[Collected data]
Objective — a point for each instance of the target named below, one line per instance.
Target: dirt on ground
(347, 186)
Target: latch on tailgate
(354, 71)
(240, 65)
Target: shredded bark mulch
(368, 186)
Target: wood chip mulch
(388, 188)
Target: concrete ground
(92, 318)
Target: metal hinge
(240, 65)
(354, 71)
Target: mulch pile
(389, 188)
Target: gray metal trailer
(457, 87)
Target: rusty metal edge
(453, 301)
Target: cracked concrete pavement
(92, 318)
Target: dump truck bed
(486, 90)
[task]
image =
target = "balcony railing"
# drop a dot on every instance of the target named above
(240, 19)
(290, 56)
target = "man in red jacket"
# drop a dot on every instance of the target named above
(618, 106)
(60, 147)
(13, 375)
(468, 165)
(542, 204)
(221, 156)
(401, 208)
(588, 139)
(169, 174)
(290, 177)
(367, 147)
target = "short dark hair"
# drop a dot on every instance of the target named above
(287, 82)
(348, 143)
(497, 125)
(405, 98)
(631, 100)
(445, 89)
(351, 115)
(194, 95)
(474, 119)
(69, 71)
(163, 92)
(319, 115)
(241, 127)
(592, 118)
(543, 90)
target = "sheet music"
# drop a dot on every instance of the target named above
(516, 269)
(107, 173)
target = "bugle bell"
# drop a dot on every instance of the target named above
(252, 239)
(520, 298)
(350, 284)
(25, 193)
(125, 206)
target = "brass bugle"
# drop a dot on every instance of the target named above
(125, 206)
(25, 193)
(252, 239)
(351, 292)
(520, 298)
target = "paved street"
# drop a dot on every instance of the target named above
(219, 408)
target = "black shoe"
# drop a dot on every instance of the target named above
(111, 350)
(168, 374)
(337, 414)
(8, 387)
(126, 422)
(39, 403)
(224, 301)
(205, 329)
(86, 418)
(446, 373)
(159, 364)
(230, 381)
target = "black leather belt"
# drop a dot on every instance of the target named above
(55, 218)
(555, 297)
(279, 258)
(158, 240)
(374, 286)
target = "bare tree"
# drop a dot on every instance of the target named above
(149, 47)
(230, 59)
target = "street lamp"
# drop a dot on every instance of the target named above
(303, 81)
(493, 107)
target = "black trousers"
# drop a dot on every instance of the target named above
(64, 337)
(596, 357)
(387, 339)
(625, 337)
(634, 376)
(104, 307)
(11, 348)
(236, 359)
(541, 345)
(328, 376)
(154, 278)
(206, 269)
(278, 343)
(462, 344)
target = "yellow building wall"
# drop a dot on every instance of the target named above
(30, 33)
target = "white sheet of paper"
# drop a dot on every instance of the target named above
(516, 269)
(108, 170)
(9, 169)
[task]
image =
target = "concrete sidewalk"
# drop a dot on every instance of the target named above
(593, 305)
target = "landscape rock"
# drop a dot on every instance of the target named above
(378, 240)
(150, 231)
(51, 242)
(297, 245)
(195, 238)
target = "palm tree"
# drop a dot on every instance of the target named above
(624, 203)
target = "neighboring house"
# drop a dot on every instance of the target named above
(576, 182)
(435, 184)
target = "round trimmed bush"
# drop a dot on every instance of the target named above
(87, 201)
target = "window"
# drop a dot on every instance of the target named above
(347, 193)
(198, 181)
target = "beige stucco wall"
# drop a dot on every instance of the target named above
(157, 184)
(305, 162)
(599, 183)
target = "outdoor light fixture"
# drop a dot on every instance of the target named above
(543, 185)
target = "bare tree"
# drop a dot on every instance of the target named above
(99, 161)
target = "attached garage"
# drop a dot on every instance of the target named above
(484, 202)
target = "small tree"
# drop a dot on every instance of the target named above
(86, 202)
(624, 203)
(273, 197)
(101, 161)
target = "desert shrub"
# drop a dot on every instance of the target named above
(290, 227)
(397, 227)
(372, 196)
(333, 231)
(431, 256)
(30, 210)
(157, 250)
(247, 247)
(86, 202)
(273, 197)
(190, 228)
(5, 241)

» Direction: Retype the entries exactly, including every line.

» Written answer:
Objective — a point for each instance of the target named below, one line per instance.
Target: dirt on ground
(347, 186)
Target: latch on tailgate
(354, 71)
(240, 65)
Target: shredded bark mulch
(368, 186)
Target: wood chip mulch
(388, 188)
Target: concrete ground
(92, 318)
Target: metal hinge
(240, 65)
(354, 71)
Target: mulch pile
(389, 188)
Target: gray metal trailer
(457, 87)
Target: rusty metal edge
(453, 301)
Target: cracked concrete pavement
(92, 318)
Target: dump truck bed
(486, 90)
[task]
image =
target = "balcony railing"
# drop a dot on every instance of the target named above
(240, 19)
(290, 56)
target = "man in red jacket"
# drop a dot on every instance of the target named above
(618, 106)
(60, 147)
(13, 375)
(468, 165)
(542, 204)
(221, 156)
(401, 208)
(588, 139)
(169, 174)
(290, 177)
(367, 147)
target = "short dark hair"
# drop a dot on every instance of the target named above
(287, 82)
(348, 143)
(497, 125)
(405, 98)
(631, 100)
(445, 89)
(351, 115)
(194, 95)
(474, 119)
(69, 71)
(163, 92)
(319, 115)
(241, 127)
(592, 118)
(543, 90)
target = "sheet music"
# drop a dot on every instance of the target named above
(516, 269)
(107, 173)
target = "bugle bell"
# drop a dot on every instance of the target named above
(252, 239)
(520, 298)
(350, 284)
(25, 193)
(125, 206)
target = "brass bugle"
# drop a dot on every instance of the target named above
(125, 206)
(25, 193)
(252, 239)
(351, 292)
(520, 298)
target = "paved street"
# drop a dot on every instance of the target named above
(219, 408)
target = "black shoe"
# drop a dot on every instance of the target named above
(111, 350)
(168, 374)
(337, 414)
(8, 387)
(126, 422)
(39, 403)
(224, 301)
(205, 329)
(86, 418)
(446, 373)
(159, 364)
(230, 381)
target = "black leather belt"
# drop a dot on every instance of the target named above
(55, 218)
(555, 297)
(279, 258)
(158, 240)
(374, 286)
target = "bare tree"
# drop a dot on every instance of the target named above
(149, 47)
(230, 59)
target = "street lamp"
# drop a dot on every instance of the target named above
(303, 81)
(493, 107)
target = "black trousers"
# drop a dot on every instance of the target named above
(64, 337)
(596, 357)
(387, 339)
(625, 337)
(634, 376)
(104, 307)
(11, 348)
(236, 359)
(541, 345)
(328, 376)
(154, 278)
(206, 269)
(278, 343)
(462, 344)
target = "yellow building wall"
# drop a dot on every instance of the target named above
(30, 33)
target = "white sheet of paper"
# drop a dot on every instance of the target named above
(516, 269)
(108, 170)
(9, 169)
[task]
image =
target = "concrete sidewalk"
# drop a dot on every instance of the target named above
(593, 305)
target = "landscape rock"
# drop a dot on every instance of the target named above
(378, 240)
(150, 231)
(51, 242)
(297, 245)
(195, 238)
target = "palm tree"
# drop a dot on every instance of the target named above
(624, 203)
target = "neighboring house"
# drop a dot on every instance of the target named above
(576, 182)
(435, 184)
target = "round trimmed bush"
# drop a dot on every instance of the target named above
(87, 201)
target = "window"
# drop a dot on every instance of the target named above
(347, 193)
(198, 181)
target = "beige stucco wall"
# drop a dot on every instance of the target named above
(157, 184)
(305, 162)
(599, 183)
target = "outdoor light fixture"
# drop a dot on every instance of the target named above
(543, 185)
target = "bare tree"
# drop a dot on every instance of the target named above
(99, 161)
target = "attached garage"
# drop a dot on every instance of the target named above
(484, 202)
target = "small tree"
# drop a dot on every instance of the target named above
(86, 202)
(624, 203)
(273, 197)
(101, 161)
target = "desert shrub"
# drop a dot on every instance of the target named above
(290, 227)
(397, 227)
(372, 196)
(333, 231)
(431, 256)
(30, 210)
(157, 250)
(247, 247)
(86, 202)
(273, 197)
(190, 228)
(5, 241)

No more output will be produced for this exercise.